▶ **WORK REQUIRED**: Reproduce the material that follows exactly, with no line left out.

### RECORDS PROVIDED ###

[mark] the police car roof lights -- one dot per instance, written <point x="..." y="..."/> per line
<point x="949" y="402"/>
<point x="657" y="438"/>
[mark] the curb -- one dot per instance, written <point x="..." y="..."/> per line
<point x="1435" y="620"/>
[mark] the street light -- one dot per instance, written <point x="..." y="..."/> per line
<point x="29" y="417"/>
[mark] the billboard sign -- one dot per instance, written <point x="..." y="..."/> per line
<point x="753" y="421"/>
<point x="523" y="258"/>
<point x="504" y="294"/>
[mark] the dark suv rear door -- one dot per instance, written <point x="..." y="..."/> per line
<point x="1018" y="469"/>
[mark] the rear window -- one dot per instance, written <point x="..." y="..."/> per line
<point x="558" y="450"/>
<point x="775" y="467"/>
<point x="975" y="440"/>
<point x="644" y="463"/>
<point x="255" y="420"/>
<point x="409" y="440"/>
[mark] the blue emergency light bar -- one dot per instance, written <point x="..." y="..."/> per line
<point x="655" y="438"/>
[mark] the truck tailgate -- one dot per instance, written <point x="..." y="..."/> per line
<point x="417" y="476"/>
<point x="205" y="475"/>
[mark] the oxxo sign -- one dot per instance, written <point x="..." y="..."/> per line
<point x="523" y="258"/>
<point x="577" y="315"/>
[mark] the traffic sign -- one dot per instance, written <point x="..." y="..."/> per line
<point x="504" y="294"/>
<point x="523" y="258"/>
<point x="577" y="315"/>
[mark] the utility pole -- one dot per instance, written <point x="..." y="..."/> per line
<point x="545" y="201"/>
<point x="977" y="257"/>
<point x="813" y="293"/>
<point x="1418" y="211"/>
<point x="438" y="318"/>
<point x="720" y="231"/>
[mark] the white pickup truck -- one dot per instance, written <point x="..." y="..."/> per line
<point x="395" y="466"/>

###

▶ **RESPONSE BOX**:
[mark] the police car roof lights -- one dot per instance, written <point x="..." y="..."/> per line
<point x="949" y="402"/>
<point x="657" y="438"/>
[mark] the curb -- one dot per instance, written <point x="..." y="..."/> per line
<point x="1435" y="620"/>
[mark] the street light -- one dot per instance, written <point x="..." y="..."/> per line
<point x="29" y="417"/>
[mark] the billboard sign -- one dot per instance, written <point x="..." y="..."/> per line
<point x="753" y="421"/>
<point x="523" y="258"/>
<point x="504" y="294"/>
[mark] the dark suv rear door -- one dot per instance, written <point x="..." y="..."/> per line
<point x="1018" y="469"/>
[mark] the rear window -- one dot per instance, written <point x="..." y="..."/> per line
<point x="558" y="450"/>
<point x="775" y="467"/>
<point x="975" y="440"/>
<point x="644" y="463"/>
<point x="255" y="420"/>
<point x="409" y="440"/>
[mark] the blue emergency light bar -- one dot per instance, written <point x="..." y="..."/> per line
<point x="655" y="438"/>
[mark] the truck tailgate -- one dot per instance, written <point x="..." y="..."/> per line
<point x="417" y="476"/>
<point x="205" y="475"/>
[mark] the oxxo sign -- one dot per instance, written <point x="..." y="..."/> per line
<point x="523" y="258"/>
<point x="577" y="315"/>
[mark] the traffic sign -- one dot per instance, written <point x="..." y="..."/> per line
<point x="504" y="294"/>
<point x="523" y="258"/>
<point x="577" y="315"/>
[mark] the utility pole -- one dot per instance, written <point x="..." y="..."/> per line
<point x="545" y="201"/>
<point x="977" y="257"/>
<point x="813" y="293"/>
<point x="1418" y="211"/>
<point x="438" y="318"/>
<point x="720" y="231"/>
[mark] the white pickup truck -- one dot per instance, written <point x="..." y="..."/> per line
<point x="395" y="466"/>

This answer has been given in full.